TEXT Start Marker

If one has to summarise the social changes that were in the offing, one has merely to remember Indulekha! The British, steeped in Victorian tradition never ceased to be horrified with Nambudiri excesses, Sambandam marriages, and the apparent promiscuity prevalent in society. The Church was also in a ‘reformatory’ mode, even as the Queen was not amused. The attempts to remould Kerala society in the British mould was bound to succeed as the Royal House of Travancore (and Cochin as well) threw its weight behind the movement. Basically the contradictions between a society trying to emulate the patriarchal  West, and the matrilineal systems at home became too much for the Travancore royalty. With their sharp intellect, the ruling class read the writing on the wall and correctly concluded that the world of the future would be dominated by the western mode. Queen Victoria, it is said, was delighted with the famous Travancore queen Rani Lakshmi Bayi when she refused to divorce her husband Kerala Varma, that is the writer of the Malayalam Abhijnanasakuntalam, at the behest of scheming courtiers. Queen Victoria appreciated the ‘moral fibre’ of the Rani and gradually Christian morality percolated downwards. The writer Chandhu Menon was himself an employee of the British administration.    

Madhavi, the heroine of Indulekha was the new ideal for Malayalee womanhood who wouldn’t suffer Nambudiri excesses. She is dedicated to her husband, and fights back when her virtue is questioned. Her sensibilities are very English. My Acchachan would illustrate his points with instances from Madhavi’s life with such fervor that as a child I always thought Madhavi was some real handsome lady in our neighbourhood! In fact, Madhavi was the heroine’s horoscope name and Indulekha was a sobriquet lavished on her on account of her beauty by Krishna uncle. However the name Madhavi is used only by her soul-mate, that is Madhavan! Madhavan-Madhavi, you see!

Acchachan loved Raja Ravi Varma and his paintings, every Ravi Varma tells a story he would insist. He is the creator of the creators, and the images of various Gods that reside in the Hindu mind are his creations! His favourite painting was Ata Acchan Varunnu that is, “There Comes Papa”. The painting depicts Ravi Varma’s daughter Mavalikera holding the baby Setu Lakhmi Bayi, the one who, as an adult happened to impress Queen Victoria, as I told you earlier, with the family dog beside, waiting expectantly for the father to arrive, as if, to complete the picture of a modern nuclear family!

So basically Acchachan saw the world through English eyes and therefore found allies in the reform movement. He would talk about V.T.Bhattathiripad, the very talented leader of the Nambudiri Yogakshema Mahasabha much his junior. Known as VT, he had, just like Acchachan stopped using the caste-name Nambudiri. Somehow Acchachan often visited Trichur, where he had occasion to watch the progress of VT, who studied at the Edakunni Nambudiri School, where he also edited the youth magazine Vidyarthi copy of which Acchachan invariably came back with. Made me read the editorial note, which of course was of no interest to me, I would rather trawl magazines with pictures, or read the Kaumudi..

TEXT End Marker
RECORDED DATA Start Marker

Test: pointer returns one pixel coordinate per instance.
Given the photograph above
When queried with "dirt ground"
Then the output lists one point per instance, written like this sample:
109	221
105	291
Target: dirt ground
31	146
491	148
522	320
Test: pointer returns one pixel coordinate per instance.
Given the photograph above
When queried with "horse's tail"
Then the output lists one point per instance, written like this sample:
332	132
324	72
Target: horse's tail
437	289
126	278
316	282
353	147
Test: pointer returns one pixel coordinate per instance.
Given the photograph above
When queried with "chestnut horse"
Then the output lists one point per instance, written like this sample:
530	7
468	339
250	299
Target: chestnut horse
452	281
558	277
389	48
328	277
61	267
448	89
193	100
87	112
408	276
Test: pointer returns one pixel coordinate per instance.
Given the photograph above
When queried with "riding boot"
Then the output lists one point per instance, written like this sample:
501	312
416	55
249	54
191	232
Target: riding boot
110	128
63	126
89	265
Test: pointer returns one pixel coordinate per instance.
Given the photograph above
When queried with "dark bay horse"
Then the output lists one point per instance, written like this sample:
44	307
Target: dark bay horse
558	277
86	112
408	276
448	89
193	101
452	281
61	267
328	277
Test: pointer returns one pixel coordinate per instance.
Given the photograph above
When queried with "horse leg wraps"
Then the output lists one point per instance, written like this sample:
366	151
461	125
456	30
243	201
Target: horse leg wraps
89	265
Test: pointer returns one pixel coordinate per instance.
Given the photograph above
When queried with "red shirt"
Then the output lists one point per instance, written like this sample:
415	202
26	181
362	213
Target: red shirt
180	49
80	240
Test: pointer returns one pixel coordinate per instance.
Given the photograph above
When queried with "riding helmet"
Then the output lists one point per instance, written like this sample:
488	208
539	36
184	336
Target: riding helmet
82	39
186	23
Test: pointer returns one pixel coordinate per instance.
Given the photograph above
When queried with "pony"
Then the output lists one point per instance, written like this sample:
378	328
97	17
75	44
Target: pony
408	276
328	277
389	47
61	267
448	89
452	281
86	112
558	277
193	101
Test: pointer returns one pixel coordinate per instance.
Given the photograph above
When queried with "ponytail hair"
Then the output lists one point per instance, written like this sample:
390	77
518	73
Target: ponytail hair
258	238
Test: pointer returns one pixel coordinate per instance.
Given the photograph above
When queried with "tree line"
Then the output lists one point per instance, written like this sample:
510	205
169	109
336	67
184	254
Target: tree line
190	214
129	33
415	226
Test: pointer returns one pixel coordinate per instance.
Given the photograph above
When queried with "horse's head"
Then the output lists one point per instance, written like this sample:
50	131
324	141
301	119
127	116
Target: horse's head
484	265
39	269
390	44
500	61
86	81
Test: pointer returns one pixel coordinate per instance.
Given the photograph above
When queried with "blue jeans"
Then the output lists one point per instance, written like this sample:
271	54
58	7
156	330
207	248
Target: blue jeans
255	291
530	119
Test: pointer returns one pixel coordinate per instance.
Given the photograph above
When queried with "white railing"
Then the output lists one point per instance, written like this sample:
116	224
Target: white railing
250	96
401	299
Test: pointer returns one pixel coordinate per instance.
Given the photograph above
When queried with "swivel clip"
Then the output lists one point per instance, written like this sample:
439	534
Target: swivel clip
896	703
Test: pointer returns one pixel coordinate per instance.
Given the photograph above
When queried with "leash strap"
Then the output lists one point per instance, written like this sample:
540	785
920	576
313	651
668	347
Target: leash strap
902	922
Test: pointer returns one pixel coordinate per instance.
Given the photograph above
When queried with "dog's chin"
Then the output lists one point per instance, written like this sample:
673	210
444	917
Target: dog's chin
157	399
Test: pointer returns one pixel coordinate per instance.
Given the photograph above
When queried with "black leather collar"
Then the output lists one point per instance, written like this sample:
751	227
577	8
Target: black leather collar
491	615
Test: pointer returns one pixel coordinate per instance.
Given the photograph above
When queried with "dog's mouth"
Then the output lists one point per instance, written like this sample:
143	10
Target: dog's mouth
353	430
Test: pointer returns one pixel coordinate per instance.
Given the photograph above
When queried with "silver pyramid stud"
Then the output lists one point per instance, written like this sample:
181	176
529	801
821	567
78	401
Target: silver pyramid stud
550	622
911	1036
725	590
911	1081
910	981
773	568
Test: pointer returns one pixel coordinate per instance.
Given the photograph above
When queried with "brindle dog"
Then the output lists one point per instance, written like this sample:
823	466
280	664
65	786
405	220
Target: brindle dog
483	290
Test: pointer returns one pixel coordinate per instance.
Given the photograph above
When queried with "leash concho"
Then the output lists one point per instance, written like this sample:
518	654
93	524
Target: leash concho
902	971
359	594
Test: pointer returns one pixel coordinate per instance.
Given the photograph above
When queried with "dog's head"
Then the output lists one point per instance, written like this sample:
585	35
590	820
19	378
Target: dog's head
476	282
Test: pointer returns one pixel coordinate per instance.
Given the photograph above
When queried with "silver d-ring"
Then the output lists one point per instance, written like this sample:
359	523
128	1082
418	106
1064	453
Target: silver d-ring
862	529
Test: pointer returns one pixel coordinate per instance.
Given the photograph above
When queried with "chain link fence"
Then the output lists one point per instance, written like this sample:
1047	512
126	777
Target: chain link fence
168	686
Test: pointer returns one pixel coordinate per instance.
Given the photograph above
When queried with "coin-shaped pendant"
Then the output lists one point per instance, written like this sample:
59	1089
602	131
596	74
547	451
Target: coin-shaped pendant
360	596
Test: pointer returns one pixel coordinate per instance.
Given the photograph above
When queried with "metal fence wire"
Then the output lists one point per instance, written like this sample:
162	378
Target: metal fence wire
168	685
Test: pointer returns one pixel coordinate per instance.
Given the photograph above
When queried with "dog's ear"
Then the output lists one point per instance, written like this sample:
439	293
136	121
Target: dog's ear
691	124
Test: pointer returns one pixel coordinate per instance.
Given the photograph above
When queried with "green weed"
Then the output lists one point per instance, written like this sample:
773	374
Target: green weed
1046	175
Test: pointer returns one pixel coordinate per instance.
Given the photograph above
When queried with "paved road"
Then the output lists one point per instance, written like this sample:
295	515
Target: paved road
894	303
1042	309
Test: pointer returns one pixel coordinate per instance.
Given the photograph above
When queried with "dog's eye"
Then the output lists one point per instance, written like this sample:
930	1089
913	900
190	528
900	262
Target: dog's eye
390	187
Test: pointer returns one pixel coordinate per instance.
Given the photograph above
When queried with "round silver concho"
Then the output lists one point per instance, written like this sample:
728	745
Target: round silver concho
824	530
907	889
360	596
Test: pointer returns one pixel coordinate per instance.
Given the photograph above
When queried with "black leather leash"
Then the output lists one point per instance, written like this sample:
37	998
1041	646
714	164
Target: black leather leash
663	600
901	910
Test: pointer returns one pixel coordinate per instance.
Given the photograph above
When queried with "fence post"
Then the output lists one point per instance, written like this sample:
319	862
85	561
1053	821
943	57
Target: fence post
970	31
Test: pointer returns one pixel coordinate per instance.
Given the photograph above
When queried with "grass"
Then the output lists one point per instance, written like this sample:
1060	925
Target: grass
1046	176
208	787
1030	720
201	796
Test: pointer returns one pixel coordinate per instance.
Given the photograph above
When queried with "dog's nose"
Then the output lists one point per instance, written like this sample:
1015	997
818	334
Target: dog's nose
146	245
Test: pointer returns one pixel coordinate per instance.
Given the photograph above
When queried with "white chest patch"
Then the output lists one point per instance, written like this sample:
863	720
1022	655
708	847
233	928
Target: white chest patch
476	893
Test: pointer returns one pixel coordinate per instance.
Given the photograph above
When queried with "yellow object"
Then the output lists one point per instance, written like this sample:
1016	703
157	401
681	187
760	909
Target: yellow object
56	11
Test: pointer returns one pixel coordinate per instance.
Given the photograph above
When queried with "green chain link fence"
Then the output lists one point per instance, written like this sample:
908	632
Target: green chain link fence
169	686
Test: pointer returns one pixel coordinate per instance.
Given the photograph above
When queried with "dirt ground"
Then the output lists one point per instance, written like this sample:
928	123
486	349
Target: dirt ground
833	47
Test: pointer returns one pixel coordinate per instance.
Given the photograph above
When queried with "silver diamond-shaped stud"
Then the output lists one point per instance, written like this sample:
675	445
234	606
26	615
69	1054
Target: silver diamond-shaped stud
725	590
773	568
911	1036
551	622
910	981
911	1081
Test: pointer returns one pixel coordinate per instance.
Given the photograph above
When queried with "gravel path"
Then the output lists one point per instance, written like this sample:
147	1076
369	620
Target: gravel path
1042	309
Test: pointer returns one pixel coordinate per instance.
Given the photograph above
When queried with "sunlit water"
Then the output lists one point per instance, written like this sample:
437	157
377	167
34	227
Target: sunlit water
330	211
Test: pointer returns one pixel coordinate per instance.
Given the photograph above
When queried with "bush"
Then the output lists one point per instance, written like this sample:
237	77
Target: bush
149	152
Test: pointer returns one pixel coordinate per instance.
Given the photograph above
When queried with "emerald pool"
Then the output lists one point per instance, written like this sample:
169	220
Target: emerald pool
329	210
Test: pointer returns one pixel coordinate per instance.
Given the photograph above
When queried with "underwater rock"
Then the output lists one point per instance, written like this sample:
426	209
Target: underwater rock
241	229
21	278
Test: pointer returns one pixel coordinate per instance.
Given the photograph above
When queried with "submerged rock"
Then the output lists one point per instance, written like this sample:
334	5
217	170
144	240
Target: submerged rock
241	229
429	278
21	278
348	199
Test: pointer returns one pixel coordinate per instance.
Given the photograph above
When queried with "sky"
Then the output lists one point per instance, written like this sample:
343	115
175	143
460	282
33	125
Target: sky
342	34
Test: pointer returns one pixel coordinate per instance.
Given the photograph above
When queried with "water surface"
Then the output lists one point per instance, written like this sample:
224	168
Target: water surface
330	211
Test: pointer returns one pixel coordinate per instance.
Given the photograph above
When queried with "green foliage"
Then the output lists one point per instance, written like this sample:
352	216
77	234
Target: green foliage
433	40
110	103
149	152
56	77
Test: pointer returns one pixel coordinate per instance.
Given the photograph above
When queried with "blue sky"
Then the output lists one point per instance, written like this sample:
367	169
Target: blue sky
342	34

RECORDED DATA End Marker

▶ [WORK REQUEST 1]: According to the Indulekha text, which painting was Acchachan's favorite?
▶ [WORK REQUEST 2]: Continue the Indulekha text from the point where it stops.
Nothing in the records is required for the tasks.

▶ [RESPONSE 1]: His favorite was Ata Acchan Varunnu, "There Comes Papa."

▶ [RESPONSE 2]:
The reforms attempted by the Mahasabha revolved around the plight of unmarried Nambudiri women and Nambudiri widows. The eldest Nambudiri son was expected to take on a Nambudiri bride, or several of them, and the younger ones, like Acchan entered into Sambandam with Nair girls thus leaving out one set of women: the unmarried Nambudiri women who were cursed to remain life-long virgins. A Nambudiri widow could not re-marry. Together they constituted the bloody ‘Antherjanams’, or ‘people inside the house’, meaning they could not step out of the household, and if at all they had to, they had to move about in a formation more like a Roman phalanx, lest the eyes of a stranger fall on them. The system, if it can be called so, resulted in a matrimonial gender imbalance which caused social tensions, and created opportunity for the Nambudiri male to revel in debauchery, while all the time earning punyam, because all this apparently had the sanctions of Parasurama! The slogan VT gave was “transform the Nambudiri into a human being”. And Acchachan with his sense of compassion and equality of all human beings became their torch-bearer in Venad!

Nothing is as powerful as an idea whose time has come, and so it was with the Reforms .As a result of the many Resolutions that were passed by the Mahasabha, the conferences and not the least, stage shows, the Prahasanams, under their aegis, a number of legislations were enacted by the Houses of Travancore and Cochin, though the Kerala Nambudiri Act was passed after Independence.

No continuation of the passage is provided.